▶ What this task involves: Give the data again in full, without pictures.

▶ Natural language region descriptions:

------------------------------------

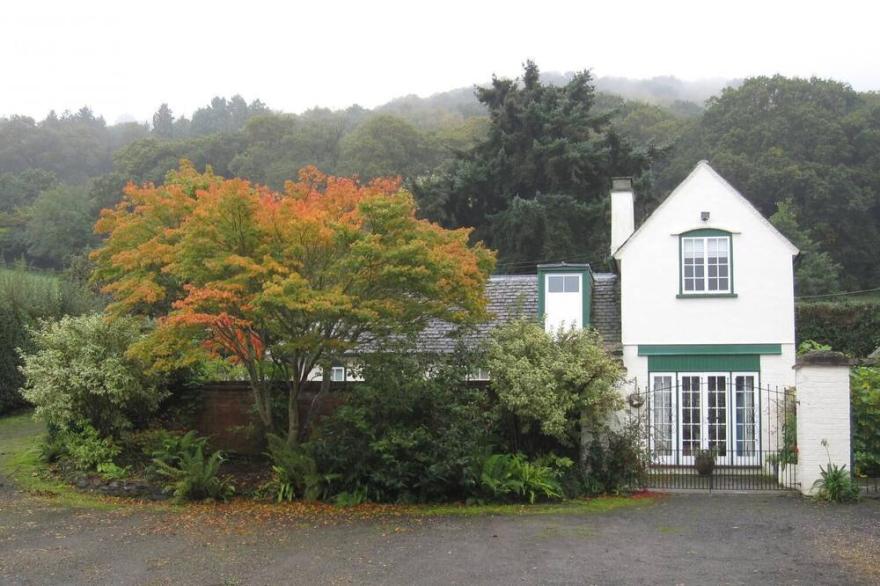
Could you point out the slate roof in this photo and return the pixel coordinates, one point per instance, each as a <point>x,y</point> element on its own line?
<point>513,295</point>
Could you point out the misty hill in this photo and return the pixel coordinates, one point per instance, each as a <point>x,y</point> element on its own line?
<point>679,96</point>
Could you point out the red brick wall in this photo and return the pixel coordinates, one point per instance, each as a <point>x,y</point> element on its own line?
<point>228,418</point>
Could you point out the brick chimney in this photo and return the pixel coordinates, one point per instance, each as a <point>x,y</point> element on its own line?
<point>622,211</point>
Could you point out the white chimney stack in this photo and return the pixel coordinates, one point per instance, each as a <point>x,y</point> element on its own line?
<point>622,211</point>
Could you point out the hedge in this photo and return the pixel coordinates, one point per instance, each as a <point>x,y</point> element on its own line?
<point>852,328</point>
<point>26,297</point>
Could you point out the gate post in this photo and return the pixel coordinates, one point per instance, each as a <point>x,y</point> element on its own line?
<point>823,414</point>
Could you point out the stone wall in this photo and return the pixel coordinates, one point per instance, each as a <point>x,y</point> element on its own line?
<point>227,415</point>
<point>823,415</point>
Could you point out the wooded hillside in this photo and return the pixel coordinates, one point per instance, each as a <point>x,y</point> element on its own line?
<point>526,162</point>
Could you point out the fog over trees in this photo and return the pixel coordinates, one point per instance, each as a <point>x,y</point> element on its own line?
<point>525,162</point>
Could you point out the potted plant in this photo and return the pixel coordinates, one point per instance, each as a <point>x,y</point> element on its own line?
<point>704,461</point>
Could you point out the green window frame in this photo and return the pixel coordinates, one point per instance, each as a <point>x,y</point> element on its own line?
<point>562,269</point>
<point>711,277</point>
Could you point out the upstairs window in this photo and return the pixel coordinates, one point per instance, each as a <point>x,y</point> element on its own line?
<point>564,306</point>
<point>705,265</point>
<point>563,283</point>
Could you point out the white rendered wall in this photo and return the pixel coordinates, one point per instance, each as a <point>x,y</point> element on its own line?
<point>622,217</point>
<point>823,413</point>
<point>762,312</point>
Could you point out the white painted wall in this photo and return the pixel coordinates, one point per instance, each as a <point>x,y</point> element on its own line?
<point>823,414</point>
<point>622,217</point>
<point>762,312</point>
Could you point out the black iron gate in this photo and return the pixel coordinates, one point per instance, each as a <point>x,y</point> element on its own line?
<point>718,432</point>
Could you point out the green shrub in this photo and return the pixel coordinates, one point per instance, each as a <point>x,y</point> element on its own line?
<point>836,485</point>
<point>550,382</point>
<point>166,447</point>
<point>616,461</point>
<point>193,474</point>
<point>513,477</point>
<point>295,474</point>
<point>78,375</point>
<point>26,297</point>
<point>851,328</point>
<point>403,436</point>
<point>865,392</point>
<point>85,449</point>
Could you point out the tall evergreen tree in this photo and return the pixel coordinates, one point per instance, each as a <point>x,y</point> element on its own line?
<point>542,140</point>
<point>163,122</point>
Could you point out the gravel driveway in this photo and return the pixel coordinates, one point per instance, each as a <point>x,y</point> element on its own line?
<point>675,539</point>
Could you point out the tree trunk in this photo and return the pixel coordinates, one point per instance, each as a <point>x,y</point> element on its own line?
<point>587,437</point>
<point>293,412</point>
<point>263,402</point>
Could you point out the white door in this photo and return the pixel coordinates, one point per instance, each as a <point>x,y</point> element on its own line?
<point>663,409</point>
<point>704,415</point>
<point>746,432</point>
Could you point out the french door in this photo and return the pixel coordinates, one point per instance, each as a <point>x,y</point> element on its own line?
<point>714,411</point>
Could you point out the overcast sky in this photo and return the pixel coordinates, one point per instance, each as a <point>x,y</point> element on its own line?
<point>124,58</point>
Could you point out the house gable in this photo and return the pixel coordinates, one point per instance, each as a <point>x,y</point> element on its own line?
<point>702,177</point>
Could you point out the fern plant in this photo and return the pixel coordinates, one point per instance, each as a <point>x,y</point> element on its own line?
<point>512,476</point>
<point>836,485</point>
<point>193,475</point>
<point>295,474</point>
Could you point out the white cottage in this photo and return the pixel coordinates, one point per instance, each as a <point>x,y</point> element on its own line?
<point>707,320</point>
<point>701,311</point>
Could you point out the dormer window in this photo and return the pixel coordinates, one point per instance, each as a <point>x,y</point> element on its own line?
<point>706,263</point>
<point>564,296</point>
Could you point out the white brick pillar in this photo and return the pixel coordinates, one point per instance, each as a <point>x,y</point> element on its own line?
<point>823,413</point>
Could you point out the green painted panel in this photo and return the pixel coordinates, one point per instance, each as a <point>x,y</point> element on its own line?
<point>705,232</point>
<point>705,363</point>
<point>707,349</point>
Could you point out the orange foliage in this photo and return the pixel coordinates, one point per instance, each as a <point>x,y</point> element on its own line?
<point>242,270</point>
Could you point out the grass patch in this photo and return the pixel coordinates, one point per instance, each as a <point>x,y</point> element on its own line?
<point>20,463</point>
<point>570,507</point>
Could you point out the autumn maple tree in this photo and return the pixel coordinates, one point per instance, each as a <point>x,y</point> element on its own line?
<point>281,282</point>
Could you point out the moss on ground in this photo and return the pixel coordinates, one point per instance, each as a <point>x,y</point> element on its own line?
<point>20,437</point>
<point>569,507</point>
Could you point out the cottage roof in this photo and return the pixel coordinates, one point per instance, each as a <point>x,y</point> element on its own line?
<point>510,296</point>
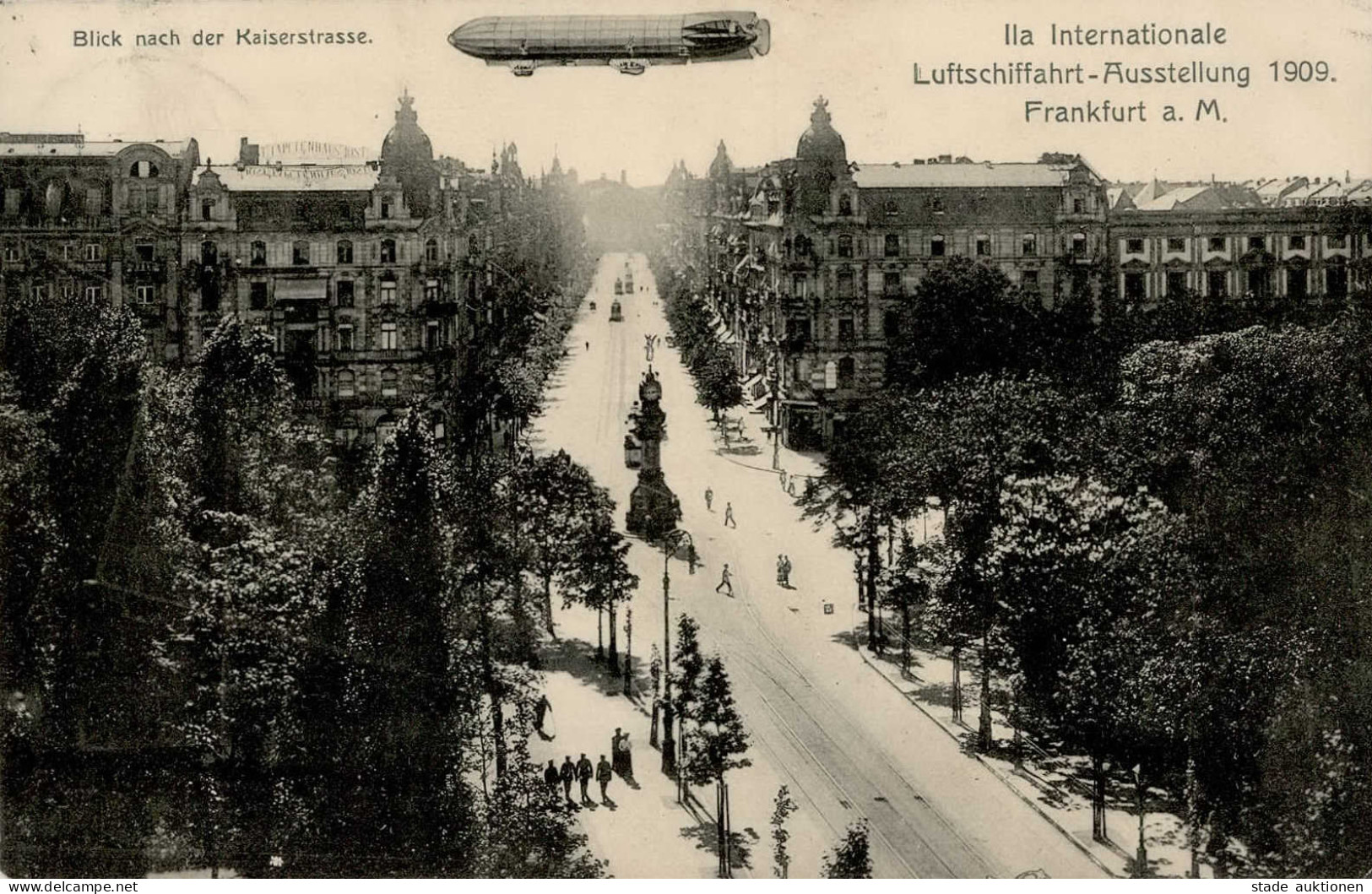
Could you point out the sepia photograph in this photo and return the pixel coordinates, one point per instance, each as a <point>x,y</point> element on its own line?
<point>588,439</point>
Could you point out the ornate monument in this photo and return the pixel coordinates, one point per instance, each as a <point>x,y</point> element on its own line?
<point>653,509</point>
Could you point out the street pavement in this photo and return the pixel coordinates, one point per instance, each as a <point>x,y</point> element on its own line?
<point>845,742</point>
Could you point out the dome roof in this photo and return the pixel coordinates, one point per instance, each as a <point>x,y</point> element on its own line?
<point>821,143</point>
<point>406,140</point>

------------------------------------

▶ Written response:
Could you point out the slate roof in this photo and return the pixel coordinates, one point per instance, each as a <point>x,y</point> element on its own line?
<point>513,295</point>
Could you point out the misty hill in this photo and return the pixel coordinates, one point per instance, each as a <point>x,y</point> element on its own line?
<point>679,96</point>
Could you point out the red brick wall in this photo and return the pixel coordinates, one point per instance, each as a <point>x,y</point> element on its own line?
<point>228,418</point>
Could you point out the brick chimney in this photo and return the pixel coordinates, one point per instance, each as a <point>x,y</point> element on its own line?
<point>622,211</point>
Could you point out the white chimney stack in this photo and return the pixel coordinates, one point per instance, each as a <point>x,y</point> element on its own line?
<point>622,211</point>
Could you point out the hedge in this photo and return the pixel coordinates, one point per instance, each as a <point>x,y</point> element on its own line?
<point>852,328</point>
<point>26,297</point>
Could you point out the gate post in this photo and return the pixel coordinates, one point per instance, each as a <point>x,y</point> element on its own line?
<point>823,414</point>
Could you point out the stone wall in this photo and return the pixel coordinates, one point per instance, each as a <point>x,y</point> element on its own line?
<point>227,415</point>
<point>823,415</point>
Could you point out the wooded hillside in this photo and return the pixel coordinates, one point per instance, each as a <point>x,y</point> element on its own line?
<point>526,162</point>
Could you point out the fog over trees in this photo and return the pixel coordinates, one point per instance, each as a <point>x,y</point> element on its own line?
<point>525,162</point>
Could you point out the potted plant in this photo and return the pixel coordinates, one point per instance, each as a <point>x,y</point> element on its own line?
<point>704,461</point>
Could you point out the green window frame in this photo and return the pixel coordinates, one point per instance, each as a <point>x,y</point> element on its own line?
<point>562,269</point>
<point>711,277</point>
Could you point out the upstairs window in this photo and return the pixel coordinates, one point per instance, each as a <point>x,y</point> element on its own line?
<point>564,306</point>
<point>705,265</point>
<point>563,283</point>
Could you point out the white rendered wall in this photo and return the pixel coordinates, one point per instance, each as a <point>x,y</point> element on its own line?
<point>622,217</point>
<point>823,413</point>
<point>762,312</point>
Could you point out the white painted wall in this photo and return the pixel coordinates, one point per instance, each as a <point>x,y</point> element on its own line?
<point>823,414</point>
<point>622,217</point>
<point>762,312</point>
Could you point out the black iron gate in this photo and return the pixel coordinates, one point per instance, each as a <point>x,y</point> element on its own line?
<point>718,432</point>
Could you point out the green shrub in this photo and return the pixel coordinates, one point per instance, each as a <point>x,y</point> element on its own line?
<point>836,485</point>
<point>550,382</point>
<point>166,447</point>
<point>616,461</point>
<point>193,474</point>
<point>513,477</point>
<point>295,474</point>
<point>78,375</point>
<point>26,297</point>
<point>851,328</point>
<point>403,436</point>
<point>865,392</point>
<point>85,449</point>
Could you point out the tall evergreen tree in this photo and return the pixel coordinates, one point per instance, each as a <point>x,y</point> element on its own line?
<point>542,140</point>
<point>163,122</point>
Could you point out the gravel driveway in this photo and return the pixel coordinates, one point per instance, each as a <point>x,y</point> element on its own line?
<point>675,539</point>
Could you point out the tree trunk in this photo and return the pixel coordinates, one point per instance, each as a <point>x,y</point> element on its own line?
<point>587,437</point>
<point>293,412</point>
<point>263,402</point>
Could you point out the white door in this photo and return the pixel coordinates, one point per instance, each as a <point>x,y</point> element on its own line?
<point>663,409</point>
<point>704,415</point>
<point>746,432</point>
Could you point out the french door in this photo and return the pixel coordinates, one point per instance, each as a <point>x,y</point> element on its own line?
<point>714,411</point>
Could you point out the overcast sky in this photo and return the pixel coordinates, one point per instance, each as a <point>x,y</point> element on its own line?
<point>124,58</point>
Could you point out the house gable in this photo and return the pixel coordinates, one point per instance, each as a <point>x,y</point> element on its own line?
<point>702,177</point>
Could you point out the fern plant in this photo and return the pixel coordinates, one point per instance, each as a <point>x,y</point> element on its own line?
<point>512,476</point>
<point>836,485</point>
<point>193,475</point>
<point>295,474</point>
Could you point out the white cottage in this photo and return the pixel coordinates, one point per instance, each as a <point>x,y</point> element on its own line?
<point>707,320</point>
<point>701,311</point>
Could you point out the dormer window in this photo and return the pixel coordinates, one point per instance, each as a <point>x,y</point> element on its own line?
<point>706,263</point>
<point>564,296</point>
Could you point out the white brick pillar in this photo and return the pixel coordinates, one point per instance, each as a <point>x,y</point> element on its own line?
<point>823,413</point>
Could you point out the green painted panel in this photo and return the pixel coordinates, one point per instance, each as a <point>x,y</point> element on its own line?
<point>705,232</point>
<point>705,363</point>
<point>707,349</point>
Could you point out the orange foliage in this photo and return the pixel coordinates, one point per instance, each as a <point>x,y</point> element on its own line?
<point>242,270</point>
Could you point out the grass patch in this photo and return the pixel coordinates, one point per instance, each as a <point>x,y</point> element on its own line?
<point>20,463</point>
<point>570,507</point>
Could you point out the autumn maple tree in this photo and return the pixel coordinates, one point per instance, each as a <point>x,y</point> element on its own line?
<point>281,282</point>
Could you point out the moss on ground in this photo and return the pixel coordinates, one point per instance, each as a <point>x,y</point> element on its own line?
<point>20,437</point>
<point>569,507</point>
Could you point out the cottage roof in this photo and return the pixel coordinates, one point per instance, each as a <point>x,y</point> element on its own line?
<point>510,296</point>
Could you point out the sepia photograph in this photo and return the pixel coordinates, one point per instance, each as a <point>x,y</point> element on its own line?
<point>588,439</point>
Could you point out the ornate monument in this photo and return the pixel coordinates, one point per instance, each as a <point>x,y</point> element on its own line?
<point>653,509</point>
Could you point out the street pavement in this photo and return the pixel coordinates, one point per instance, each as a <point>x,y</point> element on its own line?
<point>845,742</point>
Could you point out the dome roof in this photo and return the pixel coordinates, one point per instance, each as a <point>x,y</point> element on its own line?
<point>821,143</point>
<point>406,140</point>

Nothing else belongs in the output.